What you need to do: The expected result is every line of the records, printed exactly.

——

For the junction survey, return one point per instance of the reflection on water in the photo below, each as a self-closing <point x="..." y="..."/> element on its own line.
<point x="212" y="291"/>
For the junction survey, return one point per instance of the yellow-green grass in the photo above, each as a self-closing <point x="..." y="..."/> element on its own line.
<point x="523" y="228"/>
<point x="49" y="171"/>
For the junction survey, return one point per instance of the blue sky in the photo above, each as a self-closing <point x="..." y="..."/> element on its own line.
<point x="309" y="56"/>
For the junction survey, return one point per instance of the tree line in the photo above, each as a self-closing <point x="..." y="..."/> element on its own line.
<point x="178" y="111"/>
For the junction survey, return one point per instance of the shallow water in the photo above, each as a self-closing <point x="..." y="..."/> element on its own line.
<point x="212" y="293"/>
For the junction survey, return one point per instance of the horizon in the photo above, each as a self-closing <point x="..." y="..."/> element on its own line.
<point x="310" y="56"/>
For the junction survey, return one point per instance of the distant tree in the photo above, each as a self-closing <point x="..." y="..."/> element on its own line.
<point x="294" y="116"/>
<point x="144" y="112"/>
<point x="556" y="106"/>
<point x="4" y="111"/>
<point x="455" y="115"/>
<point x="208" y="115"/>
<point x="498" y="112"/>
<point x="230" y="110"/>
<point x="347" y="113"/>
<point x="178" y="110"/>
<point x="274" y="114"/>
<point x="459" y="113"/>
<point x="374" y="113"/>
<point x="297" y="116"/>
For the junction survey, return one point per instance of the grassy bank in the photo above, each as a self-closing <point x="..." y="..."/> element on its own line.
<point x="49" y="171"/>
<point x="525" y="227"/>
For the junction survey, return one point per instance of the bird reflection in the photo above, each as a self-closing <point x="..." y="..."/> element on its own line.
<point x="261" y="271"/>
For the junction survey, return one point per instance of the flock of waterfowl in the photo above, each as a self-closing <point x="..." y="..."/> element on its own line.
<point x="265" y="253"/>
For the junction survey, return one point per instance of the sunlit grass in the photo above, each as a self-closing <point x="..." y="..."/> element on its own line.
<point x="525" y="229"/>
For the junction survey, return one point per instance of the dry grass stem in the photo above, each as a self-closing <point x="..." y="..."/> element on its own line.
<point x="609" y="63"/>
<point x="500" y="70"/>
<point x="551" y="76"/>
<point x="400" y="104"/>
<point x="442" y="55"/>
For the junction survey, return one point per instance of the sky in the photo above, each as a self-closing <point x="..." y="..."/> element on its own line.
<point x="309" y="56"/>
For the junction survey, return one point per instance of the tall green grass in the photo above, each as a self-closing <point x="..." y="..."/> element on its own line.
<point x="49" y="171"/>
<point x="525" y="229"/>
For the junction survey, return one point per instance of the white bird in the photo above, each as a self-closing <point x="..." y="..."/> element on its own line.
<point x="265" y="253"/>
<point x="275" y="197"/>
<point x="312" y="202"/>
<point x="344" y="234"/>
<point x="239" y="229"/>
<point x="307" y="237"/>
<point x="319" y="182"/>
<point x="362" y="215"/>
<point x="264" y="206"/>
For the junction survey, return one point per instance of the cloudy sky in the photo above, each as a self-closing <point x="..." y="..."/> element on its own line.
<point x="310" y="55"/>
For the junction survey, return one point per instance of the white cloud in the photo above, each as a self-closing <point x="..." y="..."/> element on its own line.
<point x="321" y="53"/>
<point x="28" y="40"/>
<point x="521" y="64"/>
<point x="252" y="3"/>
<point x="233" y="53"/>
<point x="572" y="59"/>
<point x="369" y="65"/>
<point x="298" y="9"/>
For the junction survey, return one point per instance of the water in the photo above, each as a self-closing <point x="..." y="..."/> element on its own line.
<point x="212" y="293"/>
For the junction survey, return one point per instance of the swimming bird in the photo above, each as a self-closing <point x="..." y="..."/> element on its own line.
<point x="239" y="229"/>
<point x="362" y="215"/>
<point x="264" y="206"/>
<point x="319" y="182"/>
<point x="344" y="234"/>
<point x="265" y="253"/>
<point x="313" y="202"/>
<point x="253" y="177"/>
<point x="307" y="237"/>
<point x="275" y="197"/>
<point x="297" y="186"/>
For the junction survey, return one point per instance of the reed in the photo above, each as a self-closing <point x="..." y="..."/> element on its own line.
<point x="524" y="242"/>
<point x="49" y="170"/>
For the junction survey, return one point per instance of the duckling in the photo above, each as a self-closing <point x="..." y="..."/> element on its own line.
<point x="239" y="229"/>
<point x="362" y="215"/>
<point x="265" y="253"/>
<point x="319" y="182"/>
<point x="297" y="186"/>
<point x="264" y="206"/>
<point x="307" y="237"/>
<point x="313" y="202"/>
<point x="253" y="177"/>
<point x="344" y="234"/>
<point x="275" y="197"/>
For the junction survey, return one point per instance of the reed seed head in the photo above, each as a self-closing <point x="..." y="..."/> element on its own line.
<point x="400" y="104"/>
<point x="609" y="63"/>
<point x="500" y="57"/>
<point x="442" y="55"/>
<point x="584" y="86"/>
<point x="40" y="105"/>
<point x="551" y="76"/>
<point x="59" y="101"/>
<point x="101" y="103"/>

——

Reply:
For the junction survey, return one point per instance of the reflection on water in the photo below, each as a self-closing <point x="..." y="..."/> element on its own line.
<point x="212" y="291"/>
For the junction survey, return one point per instance of the yellow-green grass in the photo above, each as a self-closing <point x="..." y="..."/> element on its own line.
<point x="523" y="228"/>
<point x="49" y="171"/>
For the junction survey, return one point per instance of the blue sky in the photo above, each as a self-closing <point x="..." y="..."/> element on its own line.
<point x="309" y="56"/>
For the junction survey, return one point per instance of the tree line in the photo above, each as a self-closing <point x="..." y="..."/> element on its own line.
<point x="178" y="111"/>
For the junction survey, return one point per instance of the shallow water in the photo above, each as a self-closing <point x="..." y="..."/> element on its own line.
<point x="212" y="293"/>
For the junction survey, return one point per instance of the horizon in the photo above, each as a self-closing <point x="..." y="..."/> element on its own line.
<point x="310" y="56"/>
For the junction survey, return one point per instance of the distant tree in the photo above, each as a self-closing <point x="..." y="..."/> element on its own line.
<point x="294" y="116"/>
<point x="144" y="112"/>
<point x="556" y="106"/>
<point x="4" y="111"/>
<point x="455" y="115"/>
<point x="208" y="115"/>
<point x="498" y="112"/>
<point x="230" y="110"/>
<point x="347" y="113"/>
<point x="178" y="110"/>
<point x="274" y="114"/>
<point x="459" y="113"/>
<point x="374" y="113"/>
<point x="297" y="116"/>
For the junction survey, return one point per instance of the grassy bank in the photo above, each as a self-closing <point x="..." y="..."/> element on its own line.
<point x="49" y="171"/>
<point x="525" y="227"/>
For the junction survey, return one point per instance of the bird reflection in the photo above, each as a self-closing <point x="..." y="..."/> element on its own line.
<point x="261" y="271"/>
For the junction survey, return one point per instance of the flock of waterfowl in the photo above, each as a self-closing <point x="..." y="..."/> element on its own line.
<point x="265" y="253"/>
For the junction survey, return one point per instance of the sunlit grass in the photo above, each as a self-closing <point x="..." y="..."/> element on its own line.
<point x="525" y="229"/>
For the junction survey, return one point per instance of the dry grass stem in the photo above, each as a self-closing <point x="..." y="..."/> element on its own line.
<point x="609" y="63"/>
<point x="500" y="70"/>
<point x="551" y="76"/>
<point x="400" y="104"/>
<point x="442" y="55"/>
For the junction survey, return one point per instance of the sky in the photo above, each as a self-closing <point x="..." y="..."/> element on its own line.
<point x="309" y="56"/>
For the junction survey, return one point per instance of the tall green grass in the photo above, each as a self-closing <point x="..." y="..."/> element on its own line.
<point x="49" y="171"/>
<point x="525" y="229"/>
For the junction survey, return one point per instance of the white bird in the photo above, each as a self-closing <point x="..." y="..."/> element on its own line.
<point x="265" y="253"/>
<point x="275" y="197"/>
<point x="312" y="202"/>
<point x="344" y="234"/>
<point x="239" y="229"/>
<point x="307" y="237"/>
<point x="319" y="182"/>
<point x="362" y="215"/>
<point x="264" y="206"/>
For the junction survey, return one point per instance of the cloudy sky in the photo above, each as a self-closing <point x="..." y="..."/> element on its own line.
<point x="310" y="55"/>
For the junction survey, return one point per instance of the white cloud in the photo above, each as a self-closing <point x="..." y="..."/> element on its own line.
<point x="321" y="53"/>
<point x="28" y="40"/>
<point x="521" y="64"/>
<point x="252" y="3"/>
<point x="233" y="53"/>
<point x="572" y="59"/>
<point x="369" y="65"/>
<point x="298" y="9"/>
For the junction survey, return one point per instance of the water in the photo above, each as a self-closing <point x="..." y="..."/> element on its own line.
<point x="212" y="293"/>
For the junction survey, return one point per instance of the swimming bird in the photo above, each as a self-closing <point x="..." y="..."/> element on its own line.
<point x="239" y="229"/>
<point x="362" y="215"/>
<point x="264" y="206"/>
<point x="319" y="182"/>
<point x="344" y="234"/>
<point x="265" y="253"/>
<point x="313" y="202"/>
<point x="253" y="177"/>
<point x="307" y="237"/>
<point x="275" y="197"/>
<point x="297" y="186"/>
For the junction survey, return one point per instance of the reed in the photo above, each as a self-closing <point x="..." y="..."/> element on its own line.
<point x="524" y="242"/>
<point x="49" y="170"/>
For the junction survey, return one point per instance of the duckling in the photo above, each as a self-closing <point x="..." y="..."/> element on its own line.
<point x="239" y="229"/>
<point x="362" y="215"/>
<point x="265" y="253"/>
<point x="319" y="182"/>
<point x="297" y="186"/>
<point x="264" y="206"/>
<point x="307" y="237"/>
<point x="313" y="202"/>
<point x="253" y="177"/>
<point x="344" y="234"/>
<point x="275" y="197"/>
For the junction survey, return one point per instance of the reed seed head in the photo above, each as a self-closing <point x="..." y="..."/> element on its own line.
<point x="400" y="104"/>
<point x="609" y="63"/>
<point x="500" y="57"/>
<point x="442" y="55"/>
<point x="584" y="86"/>
<point x="40" y="105"/>
<point x="551" y="76"/>
<point x="59" y="101"/>
<point x="101" y="103"/>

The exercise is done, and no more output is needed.